Prompt:
Print, exactly as they stand, the lines from the start of the listing to the line containing "[locate] white sock", inclusive.

Data provided:
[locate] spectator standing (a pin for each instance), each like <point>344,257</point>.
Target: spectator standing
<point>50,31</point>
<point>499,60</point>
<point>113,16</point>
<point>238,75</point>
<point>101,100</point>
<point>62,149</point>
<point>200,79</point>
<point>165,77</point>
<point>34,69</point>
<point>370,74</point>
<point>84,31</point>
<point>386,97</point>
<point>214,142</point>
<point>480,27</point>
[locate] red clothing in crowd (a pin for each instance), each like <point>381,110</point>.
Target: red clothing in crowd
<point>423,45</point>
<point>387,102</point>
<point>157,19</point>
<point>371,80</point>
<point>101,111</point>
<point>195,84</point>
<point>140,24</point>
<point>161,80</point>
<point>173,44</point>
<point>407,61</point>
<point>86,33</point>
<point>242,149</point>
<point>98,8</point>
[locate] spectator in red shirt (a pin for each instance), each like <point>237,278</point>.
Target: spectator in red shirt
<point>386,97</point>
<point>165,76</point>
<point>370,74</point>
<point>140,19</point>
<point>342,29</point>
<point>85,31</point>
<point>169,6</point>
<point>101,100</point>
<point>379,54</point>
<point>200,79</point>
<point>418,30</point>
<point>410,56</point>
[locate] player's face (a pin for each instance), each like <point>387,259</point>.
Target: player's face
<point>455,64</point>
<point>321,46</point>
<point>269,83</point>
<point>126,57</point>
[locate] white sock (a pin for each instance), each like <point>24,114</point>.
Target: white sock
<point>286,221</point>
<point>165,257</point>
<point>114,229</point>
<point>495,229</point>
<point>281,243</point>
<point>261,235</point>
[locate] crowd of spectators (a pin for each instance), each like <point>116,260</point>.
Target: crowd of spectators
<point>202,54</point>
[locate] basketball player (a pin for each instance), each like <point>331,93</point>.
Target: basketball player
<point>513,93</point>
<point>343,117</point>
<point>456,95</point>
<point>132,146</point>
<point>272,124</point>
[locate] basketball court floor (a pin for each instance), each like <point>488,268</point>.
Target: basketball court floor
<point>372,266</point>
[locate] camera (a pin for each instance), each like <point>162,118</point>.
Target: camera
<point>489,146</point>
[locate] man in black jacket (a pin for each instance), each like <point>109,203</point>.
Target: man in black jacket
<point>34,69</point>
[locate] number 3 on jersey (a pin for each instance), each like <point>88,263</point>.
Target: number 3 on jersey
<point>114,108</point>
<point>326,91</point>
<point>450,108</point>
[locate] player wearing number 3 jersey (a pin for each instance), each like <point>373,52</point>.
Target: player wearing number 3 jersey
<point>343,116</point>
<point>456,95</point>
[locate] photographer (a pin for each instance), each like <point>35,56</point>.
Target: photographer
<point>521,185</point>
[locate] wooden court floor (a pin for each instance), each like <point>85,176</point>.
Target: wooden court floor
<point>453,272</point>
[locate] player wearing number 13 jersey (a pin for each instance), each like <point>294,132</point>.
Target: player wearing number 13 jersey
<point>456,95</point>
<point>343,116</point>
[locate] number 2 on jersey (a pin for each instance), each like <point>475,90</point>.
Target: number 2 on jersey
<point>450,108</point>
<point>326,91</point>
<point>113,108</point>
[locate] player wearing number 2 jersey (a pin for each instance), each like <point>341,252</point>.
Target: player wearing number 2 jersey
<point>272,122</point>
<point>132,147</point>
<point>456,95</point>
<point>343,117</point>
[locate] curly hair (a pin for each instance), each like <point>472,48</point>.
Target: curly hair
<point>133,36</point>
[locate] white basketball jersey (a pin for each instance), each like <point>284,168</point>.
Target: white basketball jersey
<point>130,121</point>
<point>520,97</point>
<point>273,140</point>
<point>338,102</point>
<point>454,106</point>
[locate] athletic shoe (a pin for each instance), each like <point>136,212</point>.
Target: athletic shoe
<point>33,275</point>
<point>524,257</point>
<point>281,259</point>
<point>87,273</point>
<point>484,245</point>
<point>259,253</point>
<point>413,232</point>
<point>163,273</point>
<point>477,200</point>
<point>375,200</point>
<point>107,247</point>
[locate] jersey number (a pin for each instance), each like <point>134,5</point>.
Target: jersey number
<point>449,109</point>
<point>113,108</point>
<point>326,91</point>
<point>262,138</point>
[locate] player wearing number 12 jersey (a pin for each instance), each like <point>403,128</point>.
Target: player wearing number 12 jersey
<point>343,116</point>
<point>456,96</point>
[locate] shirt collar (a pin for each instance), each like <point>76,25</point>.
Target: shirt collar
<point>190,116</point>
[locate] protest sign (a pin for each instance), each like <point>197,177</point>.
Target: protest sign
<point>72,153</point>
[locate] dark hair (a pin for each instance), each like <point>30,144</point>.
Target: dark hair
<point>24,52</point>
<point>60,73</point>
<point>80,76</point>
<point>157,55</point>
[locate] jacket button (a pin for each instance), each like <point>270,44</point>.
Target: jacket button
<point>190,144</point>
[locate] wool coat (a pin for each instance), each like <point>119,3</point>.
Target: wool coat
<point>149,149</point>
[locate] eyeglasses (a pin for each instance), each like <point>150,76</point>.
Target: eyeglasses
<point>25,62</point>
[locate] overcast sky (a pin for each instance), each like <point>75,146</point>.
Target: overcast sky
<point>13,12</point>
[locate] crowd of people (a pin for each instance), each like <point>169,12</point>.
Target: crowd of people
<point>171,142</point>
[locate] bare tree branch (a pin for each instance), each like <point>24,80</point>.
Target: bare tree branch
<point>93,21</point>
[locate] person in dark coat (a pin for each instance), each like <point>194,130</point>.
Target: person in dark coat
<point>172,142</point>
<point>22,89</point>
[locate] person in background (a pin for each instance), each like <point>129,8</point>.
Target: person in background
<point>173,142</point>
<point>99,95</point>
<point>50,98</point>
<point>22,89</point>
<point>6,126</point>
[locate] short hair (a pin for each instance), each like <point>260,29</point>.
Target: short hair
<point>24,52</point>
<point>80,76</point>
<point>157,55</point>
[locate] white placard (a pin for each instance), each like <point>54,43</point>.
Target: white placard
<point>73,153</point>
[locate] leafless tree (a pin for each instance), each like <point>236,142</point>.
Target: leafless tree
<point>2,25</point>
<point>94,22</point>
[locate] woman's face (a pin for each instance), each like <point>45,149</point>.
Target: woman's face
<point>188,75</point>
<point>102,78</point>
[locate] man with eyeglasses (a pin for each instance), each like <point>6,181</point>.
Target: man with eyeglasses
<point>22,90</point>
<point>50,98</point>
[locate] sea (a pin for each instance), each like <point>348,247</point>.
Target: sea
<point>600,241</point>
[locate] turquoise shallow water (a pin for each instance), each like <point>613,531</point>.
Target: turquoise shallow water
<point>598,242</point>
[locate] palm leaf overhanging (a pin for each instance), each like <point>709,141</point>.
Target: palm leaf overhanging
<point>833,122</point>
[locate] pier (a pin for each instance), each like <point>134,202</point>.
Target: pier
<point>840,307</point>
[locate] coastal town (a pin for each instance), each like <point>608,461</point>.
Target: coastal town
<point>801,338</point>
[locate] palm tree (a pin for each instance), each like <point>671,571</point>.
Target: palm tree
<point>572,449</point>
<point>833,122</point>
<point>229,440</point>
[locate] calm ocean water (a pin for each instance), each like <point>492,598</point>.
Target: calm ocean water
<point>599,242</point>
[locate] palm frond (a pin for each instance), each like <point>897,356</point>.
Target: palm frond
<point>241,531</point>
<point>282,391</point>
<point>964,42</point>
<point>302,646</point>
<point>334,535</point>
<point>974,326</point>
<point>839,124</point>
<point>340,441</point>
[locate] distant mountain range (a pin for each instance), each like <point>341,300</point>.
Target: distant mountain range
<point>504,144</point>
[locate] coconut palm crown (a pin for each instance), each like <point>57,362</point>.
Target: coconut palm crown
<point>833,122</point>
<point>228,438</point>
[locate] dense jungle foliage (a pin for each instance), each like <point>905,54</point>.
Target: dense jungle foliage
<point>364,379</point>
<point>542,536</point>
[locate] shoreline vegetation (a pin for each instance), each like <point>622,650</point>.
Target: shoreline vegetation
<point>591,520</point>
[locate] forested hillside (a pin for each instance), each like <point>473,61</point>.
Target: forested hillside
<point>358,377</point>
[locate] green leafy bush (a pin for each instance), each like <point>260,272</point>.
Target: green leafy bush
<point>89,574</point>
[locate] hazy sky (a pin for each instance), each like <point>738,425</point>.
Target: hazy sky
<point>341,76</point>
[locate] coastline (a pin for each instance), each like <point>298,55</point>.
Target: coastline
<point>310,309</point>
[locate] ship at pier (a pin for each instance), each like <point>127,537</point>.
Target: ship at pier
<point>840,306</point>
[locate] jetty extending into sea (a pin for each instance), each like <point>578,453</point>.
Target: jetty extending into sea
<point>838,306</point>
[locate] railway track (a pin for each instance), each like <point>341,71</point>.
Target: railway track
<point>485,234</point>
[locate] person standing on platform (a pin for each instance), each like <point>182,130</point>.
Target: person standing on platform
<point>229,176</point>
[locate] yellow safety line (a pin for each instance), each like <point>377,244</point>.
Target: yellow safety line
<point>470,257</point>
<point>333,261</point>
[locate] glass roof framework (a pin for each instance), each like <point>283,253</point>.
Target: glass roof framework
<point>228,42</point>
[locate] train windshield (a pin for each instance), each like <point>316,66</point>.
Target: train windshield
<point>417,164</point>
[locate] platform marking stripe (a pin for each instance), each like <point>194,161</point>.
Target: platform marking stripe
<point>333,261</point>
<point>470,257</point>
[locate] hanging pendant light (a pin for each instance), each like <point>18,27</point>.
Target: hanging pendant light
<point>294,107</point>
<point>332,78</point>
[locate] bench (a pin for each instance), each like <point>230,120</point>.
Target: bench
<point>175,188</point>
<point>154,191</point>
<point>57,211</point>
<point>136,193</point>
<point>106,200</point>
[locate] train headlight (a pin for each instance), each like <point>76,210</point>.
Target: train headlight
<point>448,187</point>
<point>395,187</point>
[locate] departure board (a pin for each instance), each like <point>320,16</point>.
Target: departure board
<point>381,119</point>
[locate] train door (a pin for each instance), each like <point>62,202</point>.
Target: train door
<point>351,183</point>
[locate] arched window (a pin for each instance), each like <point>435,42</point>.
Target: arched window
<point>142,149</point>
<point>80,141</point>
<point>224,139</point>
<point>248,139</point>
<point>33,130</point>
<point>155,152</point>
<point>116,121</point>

Answer space:
[locate] spectator standing (a pin for each instance), each like <point>344,257</point>.
Target: spectator standing
<point>50,31</point>
<point>499,60</point>
<point>113,16</point>
<point>238,75</point>
<point>101,100</point>
<point>62,149</point>
<point>200,79</point>
<point>165,77</point>
<point>34,69</point>
<point>370,74</point>
<point>84,31</point>
<point>386,97</point>
<point>214,142</point>
<point>480,27</point>
[locate] red clothing in crowd (a pin for each instance), each like <point>381,110</point>.
Target: red clothing in crowd
<point>423,45</point>
<point>387,102</point>
<point>157,19</point>
<point>371,80</point>
<point>101,111</point>
<point>195,84</point>
<point>140,24</point>
<point>161,80</point>
<point>173,44</point>
<point>407,61</point>
<point>86,33</point>
<point>242,149</point>
<point>98,8</point>
[locate] spectator in red shirt (a pin for each instance), each like <point>237,278</point>.
Target: spectator in red shirt
<point>386,97</point>
<point>165,76</point>
<point>370,74</point>
<point>140,19</point>
<point>342,29</point>
<point>85,31</point>
<point>169,6</point>
<point>101,100</point>
<point>379,54</point>
<point>200,79</point>
<point>418,30</point>
<point>410,56</point>
[locate] player's face (a pin for each instance), each like <point>387,259</point>.
Target: player's face
<point>455,64</point>
<point>321,46</point>
<point>269,83</point>
<point>126,57</point>
[locate] white sock (a pin for each instance), each like <point>24,114</point>.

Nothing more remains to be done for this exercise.